Direction: Return each line in the items below that contains the string "gray".
=== Stored records ===
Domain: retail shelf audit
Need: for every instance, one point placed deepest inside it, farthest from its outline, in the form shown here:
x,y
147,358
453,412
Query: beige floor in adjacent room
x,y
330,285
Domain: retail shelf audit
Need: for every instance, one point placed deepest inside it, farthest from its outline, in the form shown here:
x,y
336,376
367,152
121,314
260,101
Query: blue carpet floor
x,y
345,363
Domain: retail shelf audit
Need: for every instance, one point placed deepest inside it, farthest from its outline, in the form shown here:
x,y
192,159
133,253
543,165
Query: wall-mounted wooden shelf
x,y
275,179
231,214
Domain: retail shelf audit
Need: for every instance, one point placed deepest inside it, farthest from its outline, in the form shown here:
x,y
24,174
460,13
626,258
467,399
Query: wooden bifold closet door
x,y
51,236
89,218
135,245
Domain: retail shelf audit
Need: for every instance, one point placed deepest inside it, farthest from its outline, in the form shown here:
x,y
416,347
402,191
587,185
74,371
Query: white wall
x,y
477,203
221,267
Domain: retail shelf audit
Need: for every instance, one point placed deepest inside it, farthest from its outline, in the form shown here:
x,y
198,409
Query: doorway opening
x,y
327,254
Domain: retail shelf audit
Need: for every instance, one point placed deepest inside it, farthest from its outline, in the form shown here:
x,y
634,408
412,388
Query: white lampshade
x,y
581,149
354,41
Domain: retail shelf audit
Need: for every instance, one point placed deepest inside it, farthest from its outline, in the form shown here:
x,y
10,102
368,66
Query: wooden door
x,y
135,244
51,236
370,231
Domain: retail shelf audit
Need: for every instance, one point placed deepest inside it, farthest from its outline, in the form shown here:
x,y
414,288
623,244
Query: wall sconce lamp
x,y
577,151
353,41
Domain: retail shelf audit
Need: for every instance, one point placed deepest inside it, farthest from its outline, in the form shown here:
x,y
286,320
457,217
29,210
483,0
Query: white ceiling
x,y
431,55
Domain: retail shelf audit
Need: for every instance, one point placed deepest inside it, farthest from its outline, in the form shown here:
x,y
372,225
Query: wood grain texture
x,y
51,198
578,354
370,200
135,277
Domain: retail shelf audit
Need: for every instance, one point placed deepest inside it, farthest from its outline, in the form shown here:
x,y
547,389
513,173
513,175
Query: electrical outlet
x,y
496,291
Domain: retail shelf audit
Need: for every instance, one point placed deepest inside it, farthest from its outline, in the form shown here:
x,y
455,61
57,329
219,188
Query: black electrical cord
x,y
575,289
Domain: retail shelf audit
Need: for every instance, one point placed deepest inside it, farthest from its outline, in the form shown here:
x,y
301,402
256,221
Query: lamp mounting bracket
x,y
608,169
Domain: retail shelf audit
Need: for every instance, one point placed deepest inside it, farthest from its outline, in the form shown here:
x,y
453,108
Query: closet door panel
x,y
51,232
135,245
===
=== Stored records ===
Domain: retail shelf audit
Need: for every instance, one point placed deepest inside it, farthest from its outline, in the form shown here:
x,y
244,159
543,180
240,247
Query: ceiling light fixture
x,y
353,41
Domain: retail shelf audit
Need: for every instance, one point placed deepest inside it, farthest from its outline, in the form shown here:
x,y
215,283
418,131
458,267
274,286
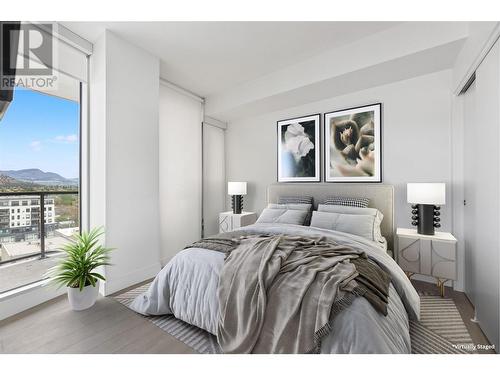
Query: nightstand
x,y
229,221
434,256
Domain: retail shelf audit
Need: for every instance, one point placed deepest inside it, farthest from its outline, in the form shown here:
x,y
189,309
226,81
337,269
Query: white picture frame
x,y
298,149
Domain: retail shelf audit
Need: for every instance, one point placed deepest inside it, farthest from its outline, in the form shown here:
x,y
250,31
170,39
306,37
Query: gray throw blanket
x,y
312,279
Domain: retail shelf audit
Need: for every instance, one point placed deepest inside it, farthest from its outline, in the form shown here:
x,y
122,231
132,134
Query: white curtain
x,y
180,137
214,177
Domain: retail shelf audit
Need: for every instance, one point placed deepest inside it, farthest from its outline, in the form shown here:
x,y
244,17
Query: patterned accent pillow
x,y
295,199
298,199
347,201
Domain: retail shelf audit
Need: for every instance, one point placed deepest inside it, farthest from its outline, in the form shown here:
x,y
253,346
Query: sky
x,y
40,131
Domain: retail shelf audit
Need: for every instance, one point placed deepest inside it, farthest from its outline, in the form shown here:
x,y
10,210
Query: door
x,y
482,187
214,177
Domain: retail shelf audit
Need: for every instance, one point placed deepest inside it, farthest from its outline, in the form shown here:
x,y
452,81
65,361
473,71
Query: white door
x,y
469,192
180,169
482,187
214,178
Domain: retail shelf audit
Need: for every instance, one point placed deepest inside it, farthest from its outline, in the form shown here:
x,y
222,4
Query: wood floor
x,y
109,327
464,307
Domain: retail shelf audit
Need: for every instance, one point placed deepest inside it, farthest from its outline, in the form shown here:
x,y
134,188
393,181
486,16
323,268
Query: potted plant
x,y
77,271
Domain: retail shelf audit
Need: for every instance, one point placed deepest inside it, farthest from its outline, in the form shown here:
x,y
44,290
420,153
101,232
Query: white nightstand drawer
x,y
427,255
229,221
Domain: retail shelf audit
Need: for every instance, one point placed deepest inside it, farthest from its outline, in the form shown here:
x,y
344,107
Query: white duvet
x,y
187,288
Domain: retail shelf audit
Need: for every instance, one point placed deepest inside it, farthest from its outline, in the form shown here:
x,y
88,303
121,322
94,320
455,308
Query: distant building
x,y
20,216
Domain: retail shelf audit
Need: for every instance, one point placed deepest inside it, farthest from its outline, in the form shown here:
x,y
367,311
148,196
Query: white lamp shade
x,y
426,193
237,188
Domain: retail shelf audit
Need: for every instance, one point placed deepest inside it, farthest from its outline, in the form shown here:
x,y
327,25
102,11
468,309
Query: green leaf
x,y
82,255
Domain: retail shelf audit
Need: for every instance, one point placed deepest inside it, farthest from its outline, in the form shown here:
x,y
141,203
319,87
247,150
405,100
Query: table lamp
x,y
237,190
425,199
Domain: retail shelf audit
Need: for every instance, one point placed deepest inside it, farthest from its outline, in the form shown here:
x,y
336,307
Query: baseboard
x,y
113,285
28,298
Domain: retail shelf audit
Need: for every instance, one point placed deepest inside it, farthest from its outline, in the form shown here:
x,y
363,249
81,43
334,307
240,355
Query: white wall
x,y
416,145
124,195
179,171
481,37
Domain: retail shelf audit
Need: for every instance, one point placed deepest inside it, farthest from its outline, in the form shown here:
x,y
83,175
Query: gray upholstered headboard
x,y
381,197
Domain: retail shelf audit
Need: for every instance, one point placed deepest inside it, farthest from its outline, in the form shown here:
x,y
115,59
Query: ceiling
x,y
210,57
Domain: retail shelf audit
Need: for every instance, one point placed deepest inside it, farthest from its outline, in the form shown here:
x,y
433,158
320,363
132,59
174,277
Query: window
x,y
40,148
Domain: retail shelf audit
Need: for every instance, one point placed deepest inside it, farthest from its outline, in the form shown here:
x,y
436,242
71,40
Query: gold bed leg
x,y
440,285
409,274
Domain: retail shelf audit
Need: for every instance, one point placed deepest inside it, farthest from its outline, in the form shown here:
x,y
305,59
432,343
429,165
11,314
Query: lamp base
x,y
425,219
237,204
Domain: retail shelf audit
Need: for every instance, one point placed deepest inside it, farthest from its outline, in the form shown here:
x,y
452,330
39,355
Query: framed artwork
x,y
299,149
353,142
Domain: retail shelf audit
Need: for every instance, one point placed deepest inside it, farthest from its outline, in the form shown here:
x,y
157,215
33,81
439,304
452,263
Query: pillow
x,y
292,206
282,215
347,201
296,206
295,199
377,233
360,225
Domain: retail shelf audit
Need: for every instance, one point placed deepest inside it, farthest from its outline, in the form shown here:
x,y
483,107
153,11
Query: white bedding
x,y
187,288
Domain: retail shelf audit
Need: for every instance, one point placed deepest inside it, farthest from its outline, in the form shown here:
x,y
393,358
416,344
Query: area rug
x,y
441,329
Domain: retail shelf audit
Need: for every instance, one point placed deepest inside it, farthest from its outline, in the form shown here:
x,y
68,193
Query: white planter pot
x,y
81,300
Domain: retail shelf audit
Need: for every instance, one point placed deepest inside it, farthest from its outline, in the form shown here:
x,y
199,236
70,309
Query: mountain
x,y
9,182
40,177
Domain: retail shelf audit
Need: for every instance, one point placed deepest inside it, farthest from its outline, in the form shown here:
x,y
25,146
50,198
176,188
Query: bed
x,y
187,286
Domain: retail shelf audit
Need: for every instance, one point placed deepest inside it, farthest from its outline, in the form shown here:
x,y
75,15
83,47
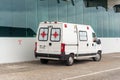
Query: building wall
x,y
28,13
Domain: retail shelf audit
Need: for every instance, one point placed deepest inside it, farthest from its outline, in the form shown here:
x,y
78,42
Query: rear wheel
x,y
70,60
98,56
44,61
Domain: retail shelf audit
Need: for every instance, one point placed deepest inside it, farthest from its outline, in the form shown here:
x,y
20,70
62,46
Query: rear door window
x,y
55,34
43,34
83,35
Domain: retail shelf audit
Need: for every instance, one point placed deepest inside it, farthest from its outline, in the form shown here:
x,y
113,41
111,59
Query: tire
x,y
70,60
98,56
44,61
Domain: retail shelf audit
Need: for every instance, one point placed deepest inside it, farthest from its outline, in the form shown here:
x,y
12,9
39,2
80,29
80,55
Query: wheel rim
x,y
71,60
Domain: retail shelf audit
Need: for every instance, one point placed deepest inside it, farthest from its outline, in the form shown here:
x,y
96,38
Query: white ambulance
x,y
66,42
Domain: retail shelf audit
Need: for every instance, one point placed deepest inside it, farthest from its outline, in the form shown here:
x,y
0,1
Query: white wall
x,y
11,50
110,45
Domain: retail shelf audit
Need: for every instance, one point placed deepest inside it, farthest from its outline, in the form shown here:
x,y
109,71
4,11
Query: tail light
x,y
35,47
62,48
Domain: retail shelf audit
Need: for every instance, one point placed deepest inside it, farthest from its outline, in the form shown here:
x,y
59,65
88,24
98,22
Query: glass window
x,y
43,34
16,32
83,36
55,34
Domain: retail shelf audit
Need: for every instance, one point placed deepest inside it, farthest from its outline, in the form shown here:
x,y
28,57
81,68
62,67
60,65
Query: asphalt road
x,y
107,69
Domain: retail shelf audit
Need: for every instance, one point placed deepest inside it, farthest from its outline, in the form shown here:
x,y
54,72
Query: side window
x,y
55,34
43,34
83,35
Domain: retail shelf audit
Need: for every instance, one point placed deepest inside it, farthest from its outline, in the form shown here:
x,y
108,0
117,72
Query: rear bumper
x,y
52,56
===
Right answer:
Query: gray throw blanket
Query: gray upholstered headboard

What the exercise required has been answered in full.